_Task input_.
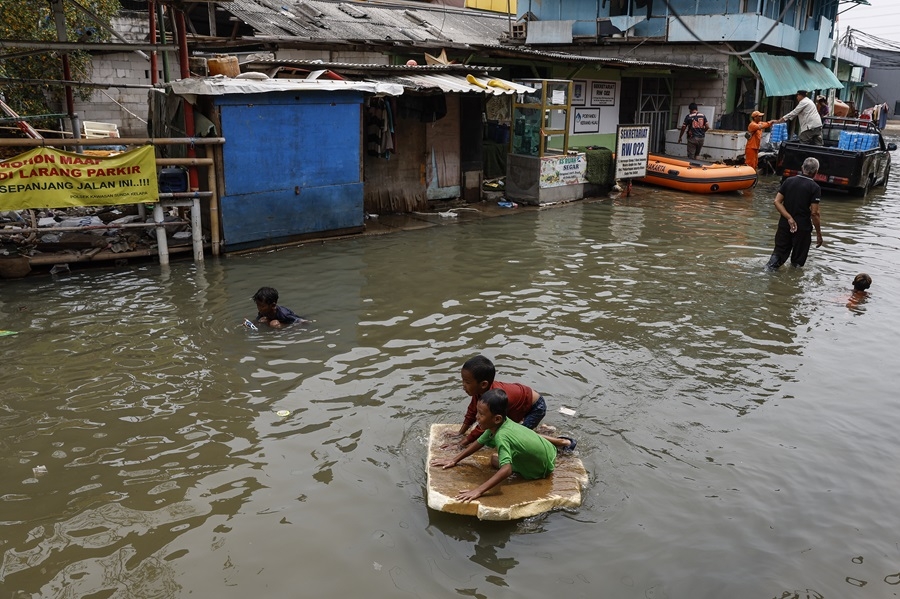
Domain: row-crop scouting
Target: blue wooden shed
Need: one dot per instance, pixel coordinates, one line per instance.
(291, 164)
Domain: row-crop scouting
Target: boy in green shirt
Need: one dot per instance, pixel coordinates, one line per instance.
(519, 449)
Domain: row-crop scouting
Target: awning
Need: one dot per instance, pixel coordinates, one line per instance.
(221, 85)
(459, 84)
(785, 75)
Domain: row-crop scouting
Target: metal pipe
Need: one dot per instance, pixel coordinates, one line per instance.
(189, 129)
(154, 67)
(196, 231)
(214, 233)
(119, 141)
(162, 245)
(48, 259)
(16, 231)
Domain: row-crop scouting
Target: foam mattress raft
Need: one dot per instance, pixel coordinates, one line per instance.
(697, 176)
(513, 499)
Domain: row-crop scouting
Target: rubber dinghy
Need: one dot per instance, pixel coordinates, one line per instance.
(697, 176)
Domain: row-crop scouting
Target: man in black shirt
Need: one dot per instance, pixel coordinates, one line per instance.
(797, 201)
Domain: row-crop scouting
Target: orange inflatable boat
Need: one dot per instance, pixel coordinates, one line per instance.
(697, 176)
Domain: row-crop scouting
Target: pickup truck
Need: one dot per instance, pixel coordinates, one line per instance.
(852, 171)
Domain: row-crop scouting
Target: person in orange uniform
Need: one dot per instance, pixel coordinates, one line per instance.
(751, 151)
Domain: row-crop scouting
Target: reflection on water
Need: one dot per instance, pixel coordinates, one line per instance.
(736, 423)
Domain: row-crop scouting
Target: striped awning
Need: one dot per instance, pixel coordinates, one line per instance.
(785, 75)
(449, 83)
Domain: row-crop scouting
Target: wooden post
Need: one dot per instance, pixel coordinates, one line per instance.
(162, 245)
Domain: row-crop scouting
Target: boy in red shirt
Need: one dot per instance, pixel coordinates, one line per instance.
(525, 405)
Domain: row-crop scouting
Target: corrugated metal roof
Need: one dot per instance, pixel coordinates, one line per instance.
(221, 85)
(611, 61)
(339, 22)
(459, 84)
(263, 63)
(784, 75)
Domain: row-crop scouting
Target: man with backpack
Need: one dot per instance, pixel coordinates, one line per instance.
(696, 125)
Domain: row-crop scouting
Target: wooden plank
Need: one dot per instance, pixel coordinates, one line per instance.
(511, 500)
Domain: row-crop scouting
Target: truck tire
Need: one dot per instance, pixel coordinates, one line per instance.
(864, 190)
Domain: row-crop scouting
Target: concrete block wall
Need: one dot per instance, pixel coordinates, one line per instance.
(702, 89)
(126, 107)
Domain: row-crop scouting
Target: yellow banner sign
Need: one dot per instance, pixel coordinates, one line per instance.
(48, 178)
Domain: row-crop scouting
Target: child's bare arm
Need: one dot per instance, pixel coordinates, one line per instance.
(500, 476)
(459, 457)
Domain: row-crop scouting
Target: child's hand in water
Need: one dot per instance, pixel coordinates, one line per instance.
(451, 439)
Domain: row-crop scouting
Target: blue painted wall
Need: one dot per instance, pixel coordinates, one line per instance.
(712, 20)
(291, 166)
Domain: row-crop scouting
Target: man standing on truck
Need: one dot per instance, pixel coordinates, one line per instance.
(808, 116)
(754, 129)
(797, 201)
(696, 125)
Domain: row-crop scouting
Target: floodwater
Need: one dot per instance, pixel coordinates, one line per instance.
(739, 426)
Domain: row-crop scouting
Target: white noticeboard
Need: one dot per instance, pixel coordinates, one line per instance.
(632, 151)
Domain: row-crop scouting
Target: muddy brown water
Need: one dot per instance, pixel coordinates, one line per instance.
(738, 425)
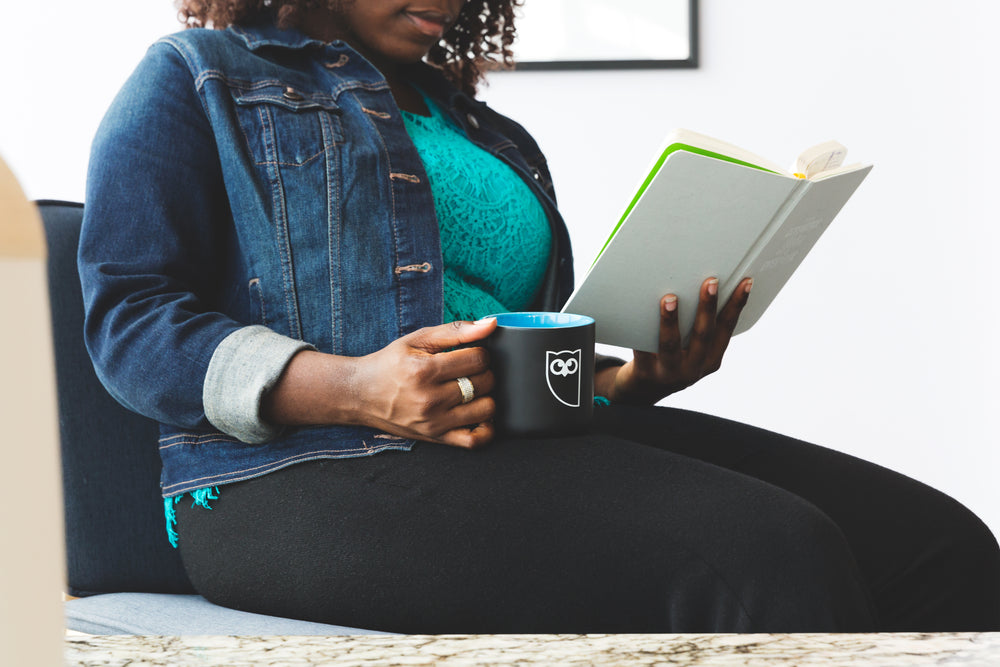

_Exercise details_. Pull out every line in the material above that contains the word "orange".

_Exercise response_.
Target: orange inflatable boat
Target: person in orange uniform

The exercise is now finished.